== 作業内容 ==
[a] 税制改正の記事によると、小規模企業等に係る税制のあり方を検討する際に踏まえるとされている事情は何ですか。1～3文で説明してください。
[b] 税制改正の記事のうち、「与党は令和6年12月20日、」を含む語句で始まり「ていればよいこととなります。」で終わる部分を、一字一句変えずに返してください。

== 出典 ==
:::::

2・3月号

令和7年度 税制改正大綱[2025年2・3月号]

与党は令和6年12月20日、令和7年度税制改正大綱を発表しました。同大綱から個人事業主に係るおもな改正を抜粋して、あらましを掲載します。

青色申告会の税制改正要望

青色事業主勤労所得控除制度の早期創設

青色事業主勤労所得控除制度の早期創設は、次のとおり検討事項に取り上げられました。
小規模企業等に係る税制のあり方については、働き方の多様化や、同族会社や給与所得者との課税のバランスを踏まえ、個人事業主の勤労性所得に対する課税のあり方等にも配慮しつつ、正規の簿記による青色申告の普及を含め、記帳水準の向上を図りながら、引き続き、給与所得控除などの「所得の種類に応じた控除」と「人的控除」のあり方を全体として見直すことを含め、所得税・法人税を通じて総合的に検討を進める。

個人事業主の事業承継税制の円滑な運用

個人版事業承継税制における事業従事要件が、贈与の直前(現行:贈与の日まで引き続き3年以上)に特定事業用資産に係る事業に従事していればよいこととなります。

個人事業主に係るおもな改正(要旨)

【所得税】

㋐基礎控除の見直し
基礎控除について、合計所得金額が2350万円以下の個人の控除額が10万円引き上げられ、全体は図表1になります。

㋑給与所得控除の見直し
給与所得控除について、55万円の最低保障額が65万円に引き上げられます。

:::::

== 資料抜粋 ==

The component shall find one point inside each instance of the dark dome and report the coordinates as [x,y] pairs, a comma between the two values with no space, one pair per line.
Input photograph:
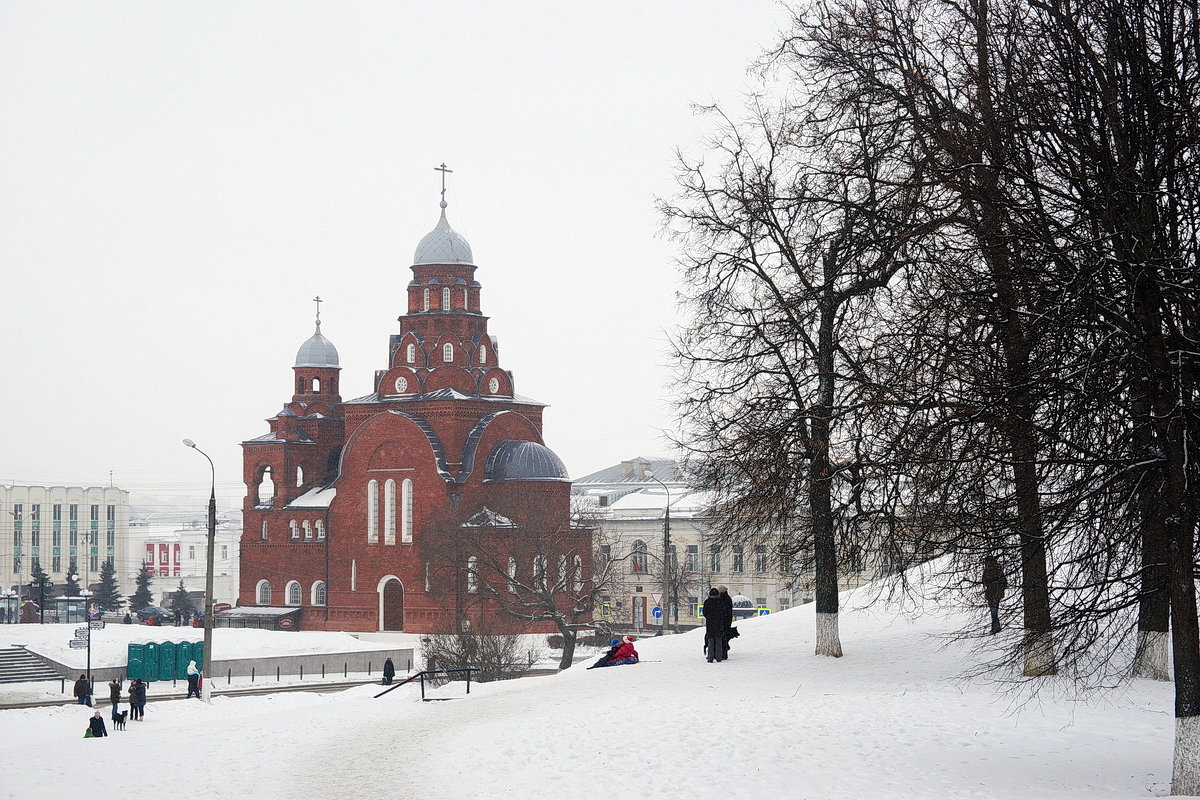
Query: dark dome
[523,461]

:::::

== 演習の結果 ==
[a] 働き方の多様化と、同族会社や給与所得者との課税のバランスを踏まえるとされています。そのうえで、個人事業主の勤労性所得に対する課税のあり方等にも配慮しつつ、所得税・法人税を通じて総合的に検討を進めるとされています。

[b]
与党は令和6年12月20日、令和7年度税制改正大綱を発表しました。同大綱から個人事業主に係るおもな改正を抜粋して、あらましを掲載します。

青色申告会の税制改正要望

青色事業主勤労所得控除制度の早期創設

青色事業主勤労所得控除制度の早期創設は、次のとおり検討事項に取り上げられました。
小規模企業等に係る税制のあり方については、働き方の多様化や、同族会社や給与所得者との課税のバランスを踏まえ、個人事業主の勤労性所得に対する課税のあり方等にも配慮しつつ、正規の簿記による青色申告の普及を含め、記帳水準の向上を図りながら、引き続き、給与所得控除などの「所得の種類に応じた控除」と「人的控除」のあり方を全体として見直すことを含め、所得税・法人税を通じて総合的に検討を進める。

個人事業主の事業承継税制の円滑な運用

個人版事業承継税制における事業従事要件が、贈与の直前(現行:贈与の日まで引き続き3年以上)に特定事業用資産に係る事業に従事していればよいこととなります。